Saved entries
--

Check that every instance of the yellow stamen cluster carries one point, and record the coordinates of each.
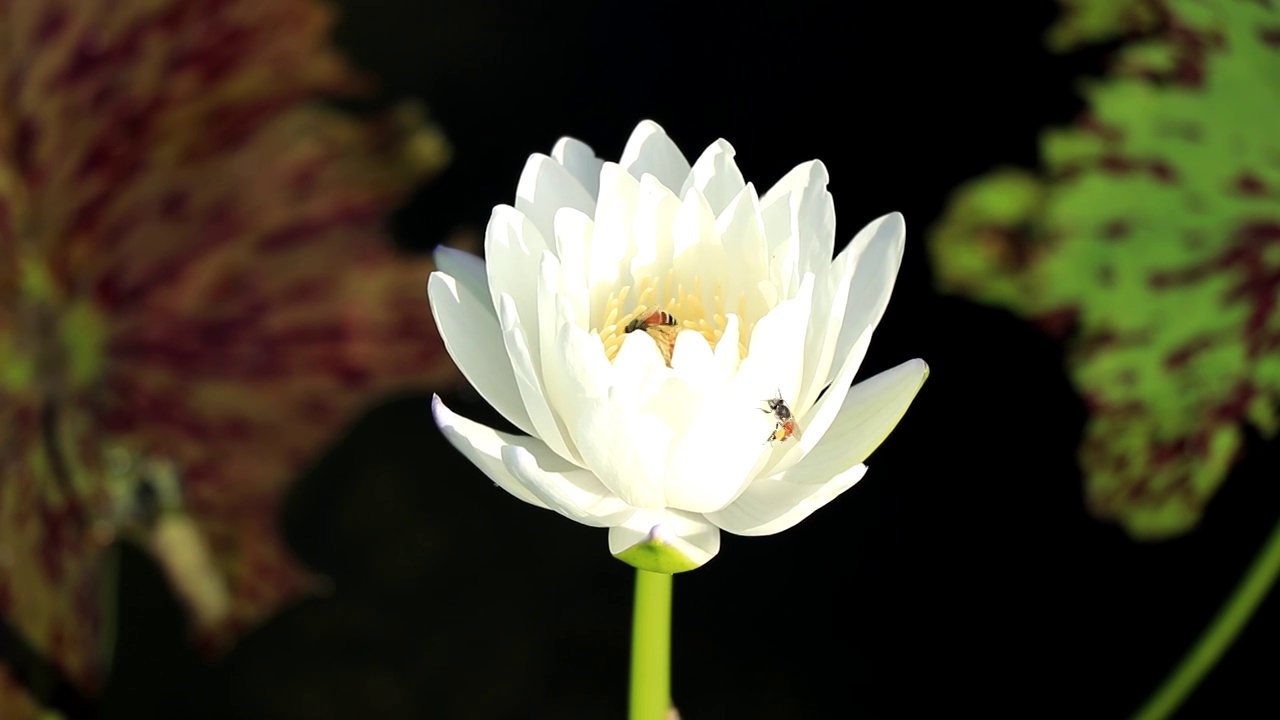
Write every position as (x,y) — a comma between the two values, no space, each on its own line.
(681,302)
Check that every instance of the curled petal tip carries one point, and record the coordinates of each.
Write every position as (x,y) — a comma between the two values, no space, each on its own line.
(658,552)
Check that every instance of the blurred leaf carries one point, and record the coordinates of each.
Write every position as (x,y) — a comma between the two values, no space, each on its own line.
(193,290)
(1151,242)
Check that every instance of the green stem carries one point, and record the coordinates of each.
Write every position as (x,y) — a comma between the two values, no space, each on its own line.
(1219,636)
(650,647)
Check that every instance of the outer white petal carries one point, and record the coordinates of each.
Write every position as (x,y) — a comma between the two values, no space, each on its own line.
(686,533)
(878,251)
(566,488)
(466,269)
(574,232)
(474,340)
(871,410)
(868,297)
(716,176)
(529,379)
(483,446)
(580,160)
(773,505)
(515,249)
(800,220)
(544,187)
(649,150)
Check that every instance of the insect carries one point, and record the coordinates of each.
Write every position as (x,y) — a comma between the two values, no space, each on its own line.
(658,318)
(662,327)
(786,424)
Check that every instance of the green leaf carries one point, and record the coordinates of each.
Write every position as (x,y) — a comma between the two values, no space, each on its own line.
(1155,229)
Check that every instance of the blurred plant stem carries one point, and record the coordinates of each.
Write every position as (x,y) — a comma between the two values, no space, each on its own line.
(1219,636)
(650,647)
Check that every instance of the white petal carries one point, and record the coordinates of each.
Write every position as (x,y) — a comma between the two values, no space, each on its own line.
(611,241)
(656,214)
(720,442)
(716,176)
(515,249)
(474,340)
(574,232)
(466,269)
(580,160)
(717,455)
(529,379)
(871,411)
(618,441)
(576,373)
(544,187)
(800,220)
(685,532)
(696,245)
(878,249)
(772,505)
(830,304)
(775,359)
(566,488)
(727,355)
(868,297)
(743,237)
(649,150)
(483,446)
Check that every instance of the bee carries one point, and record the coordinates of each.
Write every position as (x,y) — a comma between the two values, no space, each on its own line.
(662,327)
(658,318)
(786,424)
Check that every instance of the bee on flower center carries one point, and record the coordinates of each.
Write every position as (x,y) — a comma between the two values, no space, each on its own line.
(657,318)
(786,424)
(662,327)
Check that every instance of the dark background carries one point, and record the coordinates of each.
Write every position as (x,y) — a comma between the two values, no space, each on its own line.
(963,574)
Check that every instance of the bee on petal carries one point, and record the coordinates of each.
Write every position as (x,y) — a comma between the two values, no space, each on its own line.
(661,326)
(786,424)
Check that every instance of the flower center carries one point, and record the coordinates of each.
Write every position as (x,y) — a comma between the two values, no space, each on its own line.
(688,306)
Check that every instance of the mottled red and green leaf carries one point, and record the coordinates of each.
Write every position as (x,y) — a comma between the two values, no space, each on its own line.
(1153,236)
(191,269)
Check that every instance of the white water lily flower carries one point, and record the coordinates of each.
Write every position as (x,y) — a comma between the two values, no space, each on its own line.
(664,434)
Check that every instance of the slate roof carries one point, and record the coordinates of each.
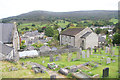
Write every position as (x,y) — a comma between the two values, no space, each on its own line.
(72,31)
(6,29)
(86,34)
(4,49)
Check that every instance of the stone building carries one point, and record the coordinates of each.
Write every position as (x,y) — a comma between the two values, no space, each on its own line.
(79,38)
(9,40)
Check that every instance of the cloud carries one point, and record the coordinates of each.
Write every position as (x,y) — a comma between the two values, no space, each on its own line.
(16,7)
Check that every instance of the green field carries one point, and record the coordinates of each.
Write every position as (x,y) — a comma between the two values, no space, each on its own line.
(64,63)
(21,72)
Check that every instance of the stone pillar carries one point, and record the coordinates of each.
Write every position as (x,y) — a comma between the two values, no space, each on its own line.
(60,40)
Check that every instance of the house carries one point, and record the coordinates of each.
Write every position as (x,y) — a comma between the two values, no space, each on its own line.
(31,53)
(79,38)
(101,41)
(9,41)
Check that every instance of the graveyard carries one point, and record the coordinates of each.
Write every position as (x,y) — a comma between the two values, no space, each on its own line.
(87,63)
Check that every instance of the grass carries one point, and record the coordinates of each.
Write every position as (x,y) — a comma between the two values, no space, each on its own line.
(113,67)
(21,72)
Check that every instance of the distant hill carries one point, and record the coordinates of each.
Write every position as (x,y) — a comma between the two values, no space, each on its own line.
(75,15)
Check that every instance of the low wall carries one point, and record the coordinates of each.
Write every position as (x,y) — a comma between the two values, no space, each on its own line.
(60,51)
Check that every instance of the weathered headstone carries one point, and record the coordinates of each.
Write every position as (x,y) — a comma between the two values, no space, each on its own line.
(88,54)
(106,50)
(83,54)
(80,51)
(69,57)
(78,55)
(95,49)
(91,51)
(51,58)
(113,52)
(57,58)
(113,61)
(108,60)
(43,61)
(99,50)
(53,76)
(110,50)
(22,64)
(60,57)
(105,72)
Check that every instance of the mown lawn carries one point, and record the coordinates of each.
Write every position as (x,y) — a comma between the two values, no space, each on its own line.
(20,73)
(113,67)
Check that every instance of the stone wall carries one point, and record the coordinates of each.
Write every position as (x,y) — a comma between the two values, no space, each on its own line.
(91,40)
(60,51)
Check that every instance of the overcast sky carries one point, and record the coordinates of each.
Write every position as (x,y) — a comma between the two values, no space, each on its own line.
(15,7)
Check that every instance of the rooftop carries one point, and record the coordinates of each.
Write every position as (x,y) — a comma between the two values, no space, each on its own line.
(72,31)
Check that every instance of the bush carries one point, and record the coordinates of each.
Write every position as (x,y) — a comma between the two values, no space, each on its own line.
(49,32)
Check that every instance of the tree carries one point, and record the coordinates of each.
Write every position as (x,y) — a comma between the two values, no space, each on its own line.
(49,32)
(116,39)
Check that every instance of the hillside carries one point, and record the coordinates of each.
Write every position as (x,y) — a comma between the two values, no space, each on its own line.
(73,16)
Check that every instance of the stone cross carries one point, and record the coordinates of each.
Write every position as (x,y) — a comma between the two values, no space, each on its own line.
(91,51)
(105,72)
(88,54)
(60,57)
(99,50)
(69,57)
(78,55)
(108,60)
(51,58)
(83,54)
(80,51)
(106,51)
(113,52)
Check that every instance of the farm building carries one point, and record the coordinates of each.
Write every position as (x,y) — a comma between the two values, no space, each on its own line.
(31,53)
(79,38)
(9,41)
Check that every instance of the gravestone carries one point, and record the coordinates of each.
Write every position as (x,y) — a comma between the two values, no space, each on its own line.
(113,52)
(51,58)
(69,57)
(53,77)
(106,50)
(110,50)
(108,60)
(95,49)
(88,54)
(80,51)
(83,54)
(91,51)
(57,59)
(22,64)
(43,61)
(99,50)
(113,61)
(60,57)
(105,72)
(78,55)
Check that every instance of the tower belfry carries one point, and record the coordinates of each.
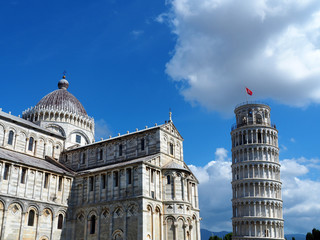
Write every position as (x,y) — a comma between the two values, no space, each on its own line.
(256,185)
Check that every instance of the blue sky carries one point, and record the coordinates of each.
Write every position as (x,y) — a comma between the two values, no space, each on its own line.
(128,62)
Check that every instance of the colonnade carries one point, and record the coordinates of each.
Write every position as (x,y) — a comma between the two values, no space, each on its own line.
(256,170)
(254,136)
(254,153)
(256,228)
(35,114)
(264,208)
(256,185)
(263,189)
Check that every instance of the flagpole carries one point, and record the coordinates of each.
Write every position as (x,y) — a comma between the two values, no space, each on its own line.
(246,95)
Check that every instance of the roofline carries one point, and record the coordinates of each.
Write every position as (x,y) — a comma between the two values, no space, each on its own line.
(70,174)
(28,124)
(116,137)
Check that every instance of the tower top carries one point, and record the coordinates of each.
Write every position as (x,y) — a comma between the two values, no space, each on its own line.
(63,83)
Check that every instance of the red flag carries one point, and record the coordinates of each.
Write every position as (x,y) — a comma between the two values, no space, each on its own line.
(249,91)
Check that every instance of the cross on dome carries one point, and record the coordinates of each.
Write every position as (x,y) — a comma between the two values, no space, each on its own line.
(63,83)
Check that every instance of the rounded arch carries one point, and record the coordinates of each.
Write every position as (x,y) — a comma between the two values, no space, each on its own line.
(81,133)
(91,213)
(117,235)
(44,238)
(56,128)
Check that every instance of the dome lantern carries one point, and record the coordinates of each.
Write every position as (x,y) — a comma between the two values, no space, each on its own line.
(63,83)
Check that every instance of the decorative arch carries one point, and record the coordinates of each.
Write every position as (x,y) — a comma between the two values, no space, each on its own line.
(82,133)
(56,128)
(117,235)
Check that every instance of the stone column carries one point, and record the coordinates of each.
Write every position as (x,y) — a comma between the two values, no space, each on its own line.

--

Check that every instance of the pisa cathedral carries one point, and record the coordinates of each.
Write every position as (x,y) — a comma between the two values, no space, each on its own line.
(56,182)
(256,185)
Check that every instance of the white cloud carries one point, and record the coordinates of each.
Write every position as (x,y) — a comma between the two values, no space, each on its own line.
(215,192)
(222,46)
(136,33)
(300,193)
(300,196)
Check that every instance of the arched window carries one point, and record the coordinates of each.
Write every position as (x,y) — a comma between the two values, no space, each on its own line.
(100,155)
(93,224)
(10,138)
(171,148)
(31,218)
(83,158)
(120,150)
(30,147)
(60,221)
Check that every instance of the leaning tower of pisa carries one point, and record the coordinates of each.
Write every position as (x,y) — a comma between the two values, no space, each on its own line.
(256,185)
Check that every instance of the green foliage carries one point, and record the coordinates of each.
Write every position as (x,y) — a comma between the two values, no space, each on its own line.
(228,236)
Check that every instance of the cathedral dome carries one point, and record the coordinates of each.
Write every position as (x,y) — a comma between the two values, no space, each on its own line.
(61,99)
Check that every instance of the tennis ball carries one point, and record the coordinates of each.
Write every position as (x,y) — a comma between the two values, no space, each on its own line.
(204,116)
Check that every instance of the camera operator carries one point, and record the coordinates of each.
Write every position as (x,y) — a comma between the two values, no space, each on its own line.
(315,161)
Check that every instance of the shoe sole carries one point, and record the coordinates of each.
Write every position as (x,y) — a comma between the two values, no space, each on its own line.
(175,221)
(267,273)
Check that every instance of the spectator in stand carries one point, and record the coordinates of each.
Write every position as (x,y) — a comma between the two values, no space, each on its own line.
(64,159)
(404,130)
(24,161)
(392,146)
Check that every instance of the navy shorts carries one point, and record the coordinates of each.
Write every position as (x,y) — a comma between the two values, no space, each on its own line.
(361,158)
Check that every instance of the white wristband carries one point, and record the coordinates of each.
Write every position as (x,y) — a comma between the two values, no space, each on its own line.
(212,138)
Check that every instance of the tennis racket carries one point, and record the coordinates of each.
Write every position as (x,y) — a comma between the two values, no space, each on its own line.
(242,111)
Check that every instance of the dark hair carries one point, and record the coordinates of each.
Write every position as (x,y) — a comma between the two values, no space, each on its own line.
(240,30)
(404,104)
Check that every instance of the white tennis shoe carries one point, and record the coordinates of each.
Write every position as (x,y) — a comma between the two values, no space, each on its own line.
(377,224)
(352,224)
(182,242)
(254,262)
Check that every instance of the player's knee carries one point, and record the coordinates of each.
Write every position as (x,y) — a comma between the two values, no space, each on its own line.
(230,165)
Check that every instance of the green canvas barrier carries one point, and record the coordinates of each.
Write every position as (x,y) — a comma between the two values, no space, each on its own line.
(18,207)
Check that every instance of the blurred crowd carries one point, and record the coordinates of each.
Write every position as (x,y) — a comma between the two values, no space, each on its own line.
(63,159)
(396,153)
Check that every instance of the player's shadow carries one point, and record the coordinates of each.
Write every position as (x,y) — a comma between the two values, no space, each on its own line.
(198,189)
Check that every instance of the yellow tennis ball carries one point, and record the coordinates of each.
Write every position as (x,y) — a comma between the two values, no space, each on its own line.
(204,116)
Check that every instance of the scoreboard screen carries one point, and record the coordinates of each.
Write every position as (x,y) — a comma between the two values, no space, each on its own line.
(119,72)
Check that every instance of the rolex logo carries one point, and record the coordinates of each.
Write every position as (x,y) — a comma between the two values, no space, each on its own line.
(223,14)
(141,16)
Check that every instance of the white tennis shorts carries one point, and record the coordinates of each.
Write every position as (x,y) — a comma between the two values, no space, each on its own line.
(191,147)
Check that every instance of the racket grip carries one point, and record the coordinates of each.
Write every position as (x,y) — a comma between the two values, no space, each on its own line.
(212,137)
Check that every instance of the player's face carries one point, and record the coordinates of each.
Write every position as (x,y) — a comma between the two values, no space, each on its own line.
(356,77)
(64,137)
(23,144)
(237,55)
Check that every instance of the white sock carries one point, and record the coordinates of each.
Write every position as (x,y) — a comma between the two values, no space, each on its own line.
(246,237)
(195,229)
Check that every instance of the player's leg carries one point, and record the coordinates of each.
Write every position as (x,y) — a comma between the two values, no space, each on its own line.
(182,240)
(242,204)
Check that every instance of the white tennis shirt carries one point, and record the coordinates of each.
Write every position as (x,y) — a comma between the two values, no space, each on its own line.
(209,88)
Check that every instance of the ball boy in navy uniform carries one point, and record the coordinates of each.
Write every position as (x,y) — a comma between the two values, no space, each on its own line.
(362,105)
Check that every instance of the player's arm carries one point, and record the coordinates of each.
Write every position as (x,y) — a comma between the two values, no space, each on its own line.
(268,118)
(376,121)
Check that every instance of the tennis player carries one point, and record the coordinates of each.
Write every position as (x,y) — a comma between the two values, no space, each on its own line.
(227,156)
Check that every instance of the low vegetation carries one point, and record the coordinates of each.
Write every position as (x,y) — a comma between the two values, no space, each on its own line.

--

*Task brief:* Beginning with the line above that contains "Check that every instance of the yellow stamen" and finishing with the line that contains "Check that every instance of the insect", print those lines exactly and only. Skip all pictures.

*Solution for this task:*
Check that every instance of the yellow stamen cluster carries one point, and record the coordinates of each.
Write every position as (x,y) — a comma between the two values, no space, each on its own line.
(681,302)
Check that every instance of the curled petal tip carries one point, and record the coordinates of each.
Write every position as (x,y) — a comma between the two values, no space, each on its own line.
(658,552)
Check that every instance of the blurred leaf carries one point, and record the coordinates of each.
Write every position as (x,y) — a comma between the two values, no space, each on its own line.
(193,290)
(1151,242)
Check that every instance of the green stem carries one point, and record the coordinates of each.
Write every position as (x,y) — a comma between the two values, no space, each on its own line.
(1219,636)
(650,647)
Check that every instance of the outer white petal carries one point, and record the coordinates of each.
Write every position as (x,y) — a comma between the two values, no space, each on its own line.
(686,533)
(878,251)
(566,488)
(466,269)
(574,232)
(474,340)
(871,410)
(868,297)
(716,176)
(529,379)
(483,446)
(580,160)
(773,505)
(515,249)
(800,220)
(544,187)
(649,150)
Check that every instance of the insect carries one point, and record the coordinates of each.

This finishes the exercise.